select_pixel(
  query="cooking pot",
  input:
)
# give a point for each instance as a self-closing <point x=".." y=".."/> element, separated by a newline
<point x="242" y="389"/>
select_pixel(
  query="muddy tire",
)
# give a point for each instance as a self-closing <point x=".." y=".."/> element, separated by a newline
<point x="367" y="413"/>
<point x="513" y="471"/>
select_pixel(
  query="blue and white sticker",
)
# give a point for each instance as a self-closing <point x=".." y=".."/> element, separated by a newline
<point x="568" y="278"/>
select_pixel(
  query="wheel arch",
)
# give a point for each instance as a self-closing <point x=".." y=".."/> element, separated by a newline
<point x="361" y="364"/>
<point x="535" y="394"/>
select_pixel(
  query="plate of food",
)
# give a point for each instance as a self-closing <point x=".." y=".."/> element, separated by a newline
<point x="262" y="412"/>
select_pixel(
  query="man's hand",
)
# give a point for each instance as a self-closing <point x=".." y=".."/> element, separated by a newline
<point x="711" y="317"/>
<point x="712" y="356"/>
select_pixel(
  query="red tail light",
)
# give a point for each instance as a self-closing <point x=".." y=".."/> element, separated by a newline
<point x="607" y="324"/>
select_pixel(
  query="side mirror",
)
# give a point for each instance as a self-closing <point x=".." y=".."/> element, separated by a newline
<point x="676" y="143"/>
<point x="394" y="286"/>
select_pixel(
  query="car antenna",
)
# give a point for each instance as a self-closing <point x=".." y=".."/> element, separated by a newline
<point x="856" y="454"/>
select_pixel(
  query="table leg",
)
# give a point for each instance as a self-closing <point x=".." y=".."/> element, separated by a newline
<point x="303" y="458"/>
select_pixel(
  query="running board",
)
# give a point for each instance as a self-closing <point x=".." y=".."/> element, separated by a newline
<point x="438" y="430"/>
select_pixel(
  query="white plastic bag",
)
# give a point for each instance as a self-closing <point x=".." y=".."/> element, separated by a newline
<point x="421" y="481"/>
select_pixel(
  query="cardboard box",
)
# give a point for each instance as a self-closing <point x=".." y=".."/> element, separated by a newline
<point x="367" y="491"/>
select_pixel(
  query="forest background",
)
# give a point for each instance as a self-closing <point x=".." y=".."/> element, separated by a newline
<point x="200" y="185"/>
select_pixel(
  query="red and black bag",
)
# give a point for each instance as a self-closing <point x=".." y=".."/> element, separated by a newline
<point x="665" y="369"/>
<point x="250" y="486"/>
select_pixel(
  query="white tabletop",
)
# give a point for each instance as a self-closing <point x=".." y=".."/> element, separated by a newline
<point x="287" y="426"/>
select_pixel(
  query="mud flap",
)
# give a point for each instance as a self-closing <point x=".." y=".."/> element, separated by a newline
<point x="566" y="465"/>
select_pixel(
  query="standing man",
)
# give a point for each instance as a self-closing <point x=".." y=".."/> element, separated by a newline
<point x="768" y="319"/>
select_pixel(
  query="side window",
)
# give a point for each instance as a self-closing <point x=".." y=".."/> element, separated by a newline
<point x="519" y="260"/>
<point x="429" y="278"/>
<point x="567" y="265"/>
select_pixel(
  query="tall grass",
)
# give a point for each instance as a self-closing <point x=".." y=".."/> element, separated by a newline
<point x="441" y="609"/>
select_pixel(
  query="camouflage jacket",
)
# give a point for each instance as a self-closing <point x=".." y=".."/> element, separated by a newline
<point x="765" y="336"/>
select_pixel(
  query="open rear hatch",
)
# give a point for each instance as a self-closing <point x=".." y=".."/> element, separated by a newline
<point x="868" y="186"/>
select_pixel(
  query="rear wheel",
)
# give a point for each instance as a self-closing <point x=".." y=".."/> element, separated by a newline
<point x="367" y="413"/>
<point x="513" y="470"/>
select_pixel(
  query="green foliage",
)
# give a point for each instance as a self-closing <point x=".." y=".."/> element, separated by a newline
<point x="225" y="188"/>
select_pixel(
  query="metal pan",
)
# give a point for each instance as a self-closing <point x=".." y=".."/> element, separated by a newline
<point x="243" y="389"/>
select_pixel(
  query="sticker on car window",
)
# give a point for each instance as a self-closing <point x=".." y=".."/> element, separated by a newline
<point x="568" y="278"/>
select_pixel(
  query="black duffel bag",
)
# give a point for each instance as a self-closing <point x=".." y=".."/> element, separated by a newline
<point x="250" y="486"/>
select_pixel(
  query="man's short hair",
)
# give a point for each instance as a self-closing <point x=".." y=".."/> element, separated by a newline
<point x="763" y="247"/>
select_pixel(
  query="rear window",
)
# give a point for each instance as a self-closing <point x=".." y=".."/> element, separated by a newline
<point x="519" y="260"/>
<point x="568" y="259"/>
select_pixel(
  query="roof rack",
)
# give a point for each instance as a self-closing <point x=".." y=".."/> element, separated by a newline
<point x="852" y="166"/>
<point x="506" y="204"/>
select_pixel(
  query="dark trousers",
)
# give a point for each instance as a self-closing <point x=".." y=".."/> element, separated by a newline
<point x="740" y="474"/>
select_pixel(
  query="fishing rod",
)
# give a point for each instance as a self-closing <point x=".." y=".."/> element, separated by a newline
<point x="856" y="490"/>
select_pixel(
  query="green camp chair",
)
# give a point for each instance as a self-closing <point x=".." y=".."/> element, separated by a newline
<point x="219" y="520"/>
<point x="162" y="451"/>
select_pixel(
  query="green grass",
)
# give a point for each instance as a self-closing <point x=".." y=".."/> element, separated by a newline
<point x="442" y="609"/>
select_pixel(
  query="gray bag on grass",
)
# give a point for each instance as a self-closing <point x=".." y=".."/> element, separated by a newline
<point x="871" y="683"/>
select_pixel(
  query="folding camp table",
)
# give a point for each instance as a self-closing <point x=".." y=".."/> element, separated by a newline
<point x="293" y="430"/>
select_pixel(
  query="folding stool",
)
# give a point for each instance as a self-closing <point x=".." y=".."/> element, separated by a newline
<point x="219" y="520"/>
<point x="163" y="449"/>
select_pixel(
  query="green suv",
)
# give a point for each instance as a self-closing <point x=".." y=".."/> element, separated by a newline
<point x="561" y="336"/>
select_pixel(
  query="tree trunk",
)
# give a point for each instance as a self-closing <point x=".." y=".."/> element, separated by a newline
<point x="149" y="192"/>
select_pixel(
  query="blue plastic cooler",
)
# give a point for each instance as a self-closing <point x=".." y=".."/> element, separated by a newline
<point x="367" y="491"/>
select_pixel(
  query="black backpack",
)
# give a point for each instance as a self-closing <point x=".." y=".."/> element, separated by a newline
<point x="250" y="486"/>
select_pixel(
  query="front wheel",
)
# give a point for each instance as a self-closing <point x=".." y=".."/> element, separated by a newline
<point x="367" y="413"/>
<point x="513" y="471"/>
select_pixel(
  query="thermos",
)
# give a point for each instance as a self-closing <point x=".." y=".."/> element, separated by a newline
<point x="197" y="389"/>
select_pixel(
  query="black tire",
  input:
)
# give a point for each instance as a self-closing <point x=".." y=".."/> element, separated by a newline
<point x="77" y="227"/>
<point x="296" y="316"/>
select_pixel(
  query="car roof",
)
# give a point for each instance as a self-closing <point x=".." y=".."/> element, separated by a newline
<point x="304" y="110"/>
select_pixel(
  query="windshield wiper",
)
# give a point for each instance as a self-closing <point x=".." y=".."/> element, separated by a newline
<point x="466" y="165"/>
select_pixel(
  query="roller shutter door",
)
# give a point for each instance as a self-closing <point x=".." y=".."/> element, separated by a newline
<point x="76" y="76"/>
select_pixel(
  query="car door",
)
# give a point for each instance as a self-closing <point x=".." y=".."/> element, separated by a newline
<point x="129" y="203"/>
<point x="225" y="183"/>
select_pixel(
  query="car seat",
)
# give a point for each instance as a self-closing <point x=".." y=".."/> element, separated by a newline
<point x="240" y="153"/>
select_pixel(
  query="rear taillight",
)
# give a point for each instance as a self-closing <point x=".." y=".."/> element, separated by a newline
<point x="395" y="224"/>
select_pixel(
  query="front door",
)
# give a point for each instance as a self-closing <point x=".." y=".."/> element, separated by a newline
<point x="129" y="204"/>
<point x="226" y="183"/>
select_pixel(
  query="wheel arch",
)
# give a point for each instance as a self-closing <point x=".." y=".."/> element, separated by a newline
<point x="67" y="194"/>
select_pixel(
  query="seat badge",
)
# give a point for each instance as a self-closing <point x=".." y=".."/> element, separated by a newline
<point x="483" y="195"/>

++++++++++

Show each line in the listing above that has "white".

  query="blue and white sticker",
  query="white plastic bag",
  query="white tabletop",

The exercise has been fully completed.